— Task details —
Write the next part of the blog post about the sleepless night with Lucy, starting right after its last sentence.

— Document section —
※
After I crawled deliriously into bed at 12:23 last night Lucy promptly screamed her head off for no apparent reason from 12:28 a.m. until 3:07 a.m. this morning. Yep, that’s a little over 2 1/2 hours of pure, undiluted, high pitched screams (sorry neighbors!). It was pretty non-stop except for the 15 minutes I soaked her in in the rocking chair, 20 minutes when I tried to let her sleep with me (fun for the first 10), and about 10 when I finally decided to let her scream it out and Elle went in to try to take care of her. What a sweetheart that Elle is.

Needless to say, boy howdy is Dave ever SOOOOOO lucky he’s out of town!

And man, is my sweet brother ever so UN lucky he is staying with us IN town. Poor guy.

The girls and I went on a little rollerblading trip around the block last night (well, they rollerbladed and I was a “horse” for Lucy who was riding on my shoulders…this is actually a great tactic the girls came up with to stay up a little longer, and I’m a sucker). Anyway, one of the things we talked about is that Elle requested that I please keep ALL my clothes so she can grow into them some day because she loves them. Hmmm. I wonder how long that’ll last? I better live it up while I can.
※
[Data excerpts]
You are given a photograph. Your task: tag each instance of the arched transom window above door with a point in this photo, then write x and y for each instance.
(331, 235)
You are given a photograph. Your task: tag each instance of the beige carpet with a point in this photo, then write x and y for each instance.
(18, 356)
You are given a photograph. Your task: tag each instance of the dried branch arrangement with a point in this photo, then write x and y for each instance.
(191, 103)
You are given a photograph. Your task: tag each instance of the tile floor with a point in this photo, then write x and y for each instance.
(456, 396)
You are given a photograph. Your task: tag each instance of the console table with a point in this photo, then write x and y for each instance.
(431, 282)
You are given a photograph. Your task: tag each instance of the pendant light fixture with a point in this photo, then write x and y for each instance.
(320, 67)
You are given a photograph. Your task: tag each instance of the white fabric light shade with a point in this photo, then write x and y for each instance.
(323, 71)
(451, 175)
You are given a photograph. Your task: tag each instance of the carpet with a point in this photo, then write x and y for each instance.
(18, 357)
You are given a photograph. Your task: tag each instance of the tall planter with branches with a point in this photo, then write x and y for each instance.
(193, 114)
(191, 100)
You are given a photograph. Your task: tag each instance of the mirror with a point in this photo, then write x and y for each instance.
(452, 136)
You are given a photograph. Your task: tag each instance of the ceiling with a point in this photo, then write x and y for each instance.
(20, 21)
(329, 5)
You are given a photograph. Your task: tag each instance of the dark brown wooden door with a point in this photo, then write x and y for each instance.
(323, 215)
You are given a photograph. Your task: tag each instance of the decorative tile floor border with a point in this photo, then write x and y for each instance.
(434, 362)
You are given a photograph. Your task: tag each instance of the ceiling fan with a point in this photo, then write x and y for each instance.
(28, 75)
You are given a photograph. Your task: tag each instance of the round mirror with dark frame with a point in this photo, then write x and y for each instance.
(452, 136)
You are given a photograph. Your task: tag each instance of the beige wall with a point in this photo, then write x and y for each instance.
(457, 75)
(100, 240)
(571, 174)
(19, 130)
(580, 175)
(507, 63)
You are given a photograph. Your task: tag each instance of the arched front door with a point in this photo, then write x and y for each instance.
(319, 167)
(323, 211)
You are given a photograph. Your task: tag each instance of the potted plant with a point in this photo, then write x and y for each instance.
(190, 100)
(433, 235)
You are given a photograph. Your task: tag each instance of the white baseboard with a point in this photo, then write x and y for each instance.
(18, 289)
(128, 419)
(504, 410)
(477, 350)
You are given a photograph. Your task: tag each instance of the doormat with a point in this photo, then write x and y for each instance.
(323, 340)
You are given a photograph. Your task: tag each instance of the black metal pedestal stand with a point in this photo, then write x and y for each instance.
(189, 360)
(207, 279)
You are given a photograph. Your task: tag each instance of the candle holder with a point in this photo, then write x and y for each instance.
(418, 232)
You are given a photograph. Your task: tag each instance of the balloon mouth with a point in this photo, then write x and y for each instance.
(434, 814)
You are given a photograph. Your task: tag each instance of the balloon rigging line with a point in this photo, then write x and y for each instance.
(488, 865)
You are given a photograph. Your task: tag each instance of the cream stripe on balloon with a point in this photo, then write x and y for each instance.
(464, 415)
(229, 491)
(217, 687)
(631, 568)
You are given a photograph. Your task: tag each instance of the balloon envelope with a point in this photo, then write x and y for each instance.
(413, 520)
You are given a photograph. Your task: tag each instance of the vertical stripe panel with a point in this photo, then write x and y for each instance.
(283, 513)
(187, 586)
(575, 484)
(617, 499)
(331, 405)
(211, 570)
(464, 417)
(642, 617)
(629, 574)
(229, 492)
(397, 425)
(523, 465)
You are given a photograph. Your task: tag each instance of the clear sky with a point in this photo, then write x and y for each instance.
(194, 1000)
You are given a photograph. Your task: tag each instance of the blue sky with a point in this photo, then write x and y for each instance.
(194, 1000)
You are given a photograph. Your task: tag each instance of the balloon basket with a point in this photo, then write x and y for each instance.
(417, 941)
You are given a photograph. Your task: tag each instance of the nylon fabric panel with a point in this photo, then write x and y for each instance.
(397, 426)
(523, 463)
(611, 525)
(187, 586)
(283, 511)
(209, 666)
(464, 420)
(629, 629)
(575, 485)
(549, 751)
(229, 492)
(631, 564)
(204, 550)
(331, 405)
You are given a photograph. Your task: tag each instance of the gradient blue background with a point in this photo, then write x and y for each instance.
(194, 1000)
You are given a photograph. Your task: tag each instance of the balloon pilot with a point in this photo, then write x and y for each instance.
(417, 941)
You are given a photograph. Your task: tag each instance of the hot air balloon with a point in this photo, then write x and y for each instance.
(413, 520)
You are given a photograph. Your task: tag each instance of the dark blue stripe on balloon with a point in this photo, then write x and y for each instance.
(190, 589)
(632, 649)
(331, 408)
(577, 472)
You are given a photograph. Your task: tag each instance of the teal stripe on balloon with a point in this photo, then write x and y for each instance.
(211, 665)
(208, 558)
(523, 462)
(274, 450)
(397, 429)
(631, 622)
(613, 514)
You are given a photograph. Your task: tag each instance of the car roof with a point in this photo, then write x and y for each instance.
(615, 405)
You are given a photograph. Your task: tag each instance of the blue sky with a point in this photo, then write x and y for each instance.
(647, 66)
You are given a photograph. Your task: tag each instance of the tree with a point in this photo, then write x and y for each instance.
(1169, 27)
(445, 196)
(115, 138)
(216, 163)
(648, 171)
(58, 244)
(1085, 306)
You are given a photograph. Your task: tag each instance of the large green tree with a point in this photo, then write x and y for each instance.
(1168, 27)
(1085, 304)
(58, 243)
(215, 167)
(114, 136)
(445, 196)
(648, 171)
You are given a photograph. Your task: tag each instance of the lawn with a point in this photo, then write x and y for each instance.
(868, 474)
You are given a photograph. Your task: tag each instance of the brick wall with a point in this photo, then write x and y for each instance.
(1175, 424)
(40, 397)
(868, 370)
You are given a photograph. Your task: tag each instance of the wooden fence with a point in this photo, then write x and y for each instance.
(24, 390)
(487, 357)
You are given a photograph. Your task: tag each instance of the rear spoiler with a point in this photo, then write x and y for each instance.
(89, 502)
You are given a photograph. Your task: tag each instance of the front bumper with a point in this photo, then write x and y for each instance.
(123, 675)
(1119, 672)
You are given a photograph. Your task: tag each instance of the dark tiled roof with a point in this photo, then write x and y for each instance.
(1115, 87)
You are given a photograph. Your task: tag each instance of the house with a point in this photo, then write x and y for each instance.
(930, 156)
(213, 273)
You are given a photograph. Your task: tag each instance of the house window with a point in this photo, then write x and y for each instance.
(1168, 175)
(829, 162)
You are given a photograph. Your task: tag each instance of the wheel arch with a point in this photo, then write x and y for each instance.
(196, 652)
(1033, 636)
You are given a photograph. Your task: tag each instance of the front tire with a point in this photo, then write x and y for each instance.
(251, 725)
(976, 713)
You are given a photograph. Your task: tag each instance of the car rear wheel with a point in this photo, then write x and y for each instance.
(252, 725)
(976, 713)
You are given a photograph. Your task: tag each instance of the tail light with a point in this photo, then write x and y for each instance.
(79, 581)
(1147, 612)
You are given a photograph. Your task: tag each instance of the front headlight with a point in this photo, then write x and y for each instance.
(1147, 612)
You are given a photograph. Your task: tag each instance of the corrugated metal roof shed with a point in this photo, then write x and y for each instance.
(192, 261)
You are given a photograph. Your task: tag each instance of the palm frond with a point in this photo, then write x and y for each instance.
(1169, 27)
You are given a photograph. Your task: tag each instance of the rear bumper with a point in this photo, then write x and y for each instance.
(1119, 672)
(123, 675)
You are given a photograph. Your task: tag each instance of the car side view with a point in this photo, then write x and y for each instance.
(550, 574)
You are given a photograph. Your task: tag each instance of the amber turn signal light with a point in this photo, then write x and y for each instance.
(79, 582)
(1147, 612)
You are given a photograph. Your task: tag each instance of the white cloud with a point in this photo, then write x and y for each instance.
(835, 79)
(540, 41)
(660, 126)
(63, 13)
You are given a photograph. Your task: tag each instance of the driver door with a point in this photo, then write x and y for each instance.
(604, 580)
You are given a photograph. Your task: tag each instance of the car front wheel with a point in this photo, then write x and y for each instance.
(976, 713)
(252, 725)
※
— Written reply —
The girls think they need to rollerblade around the house every day, every minute they’re home.

Claire thinks she needs to wear the cute skirt my Mom gave her for Christmas every day, every minute.

Max is LOVING having my brother around to play basketball in the driveway with while he’s here.

Elle’s dance/gymnastics class is probably one of the cutest things I’ve ever seen…and I’ve seen a lot of cute things.

I can’t stand how Costco started individually wrapping their frozen chicken breasts. It takes all my might to pry those babies out of the plastic.

Lucy can now finally say, “thank you” and we all think it’s the greatest thing ever. It comes out like “gnew gnew,” but we’ll take it.

I’m still not getting used to the fact that you have to wait on hold to talk to insurance companies forever, and that you have to enter all your member number stuff and then they ask for it all over again when they finally get to you.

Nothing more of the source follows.